BEGIN

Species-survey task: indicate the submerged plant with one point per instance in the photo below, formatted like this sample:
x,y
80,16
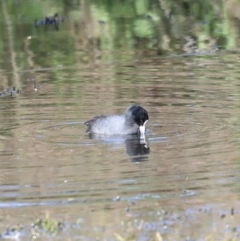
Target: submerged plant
x,y
46,225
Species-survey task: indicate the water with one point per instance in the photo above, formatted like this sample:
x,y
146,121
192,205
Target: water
x,y
181,182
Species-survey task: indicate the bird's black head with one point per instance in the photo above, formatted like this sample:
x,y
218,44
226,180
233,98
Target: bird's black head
x,y
136,114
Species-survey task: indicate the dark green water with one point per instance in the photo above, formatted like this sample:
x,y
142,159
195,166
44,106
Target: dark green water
x,y
180,61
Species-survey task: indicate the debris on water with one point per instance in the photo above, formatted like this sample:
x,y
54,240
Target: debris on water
x,y
101,22
11,92
232,211
159,236
52,20
117,198
223,216
12,233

END

## TRY IT:
Once you reach the line that holds "Species-survey task: indicate the water", print it and every line after it through the end of the records, word for word.

## SOLVED EXERCISE:
Species-survey task: indicate the water with one point per instance in the photo above, formatted like this sample:
x,y
146,121
192,205
Target: water
x,y
181,182
Species-survey task: indicate the bird's black head with one point per instance in the photo above, formatted like this sample:
x,y
218,44
226,180
233,98
Target: bird's black head
x,y
136,114
Species-survey task: indicate the dark green water with one point per instance in the photo above, formatted like this sample:
x,y
142,159
195,166
44,106
Target: dark green water
x,y
180,61
Species-survey task: indicate the debris on water with one point per instance in the photo above, formatted like this sample:
x,y
54,240
Target: debris on water
x,y
101,22
11,92
232,211
159,236
52,20
117,198
223,216
12,233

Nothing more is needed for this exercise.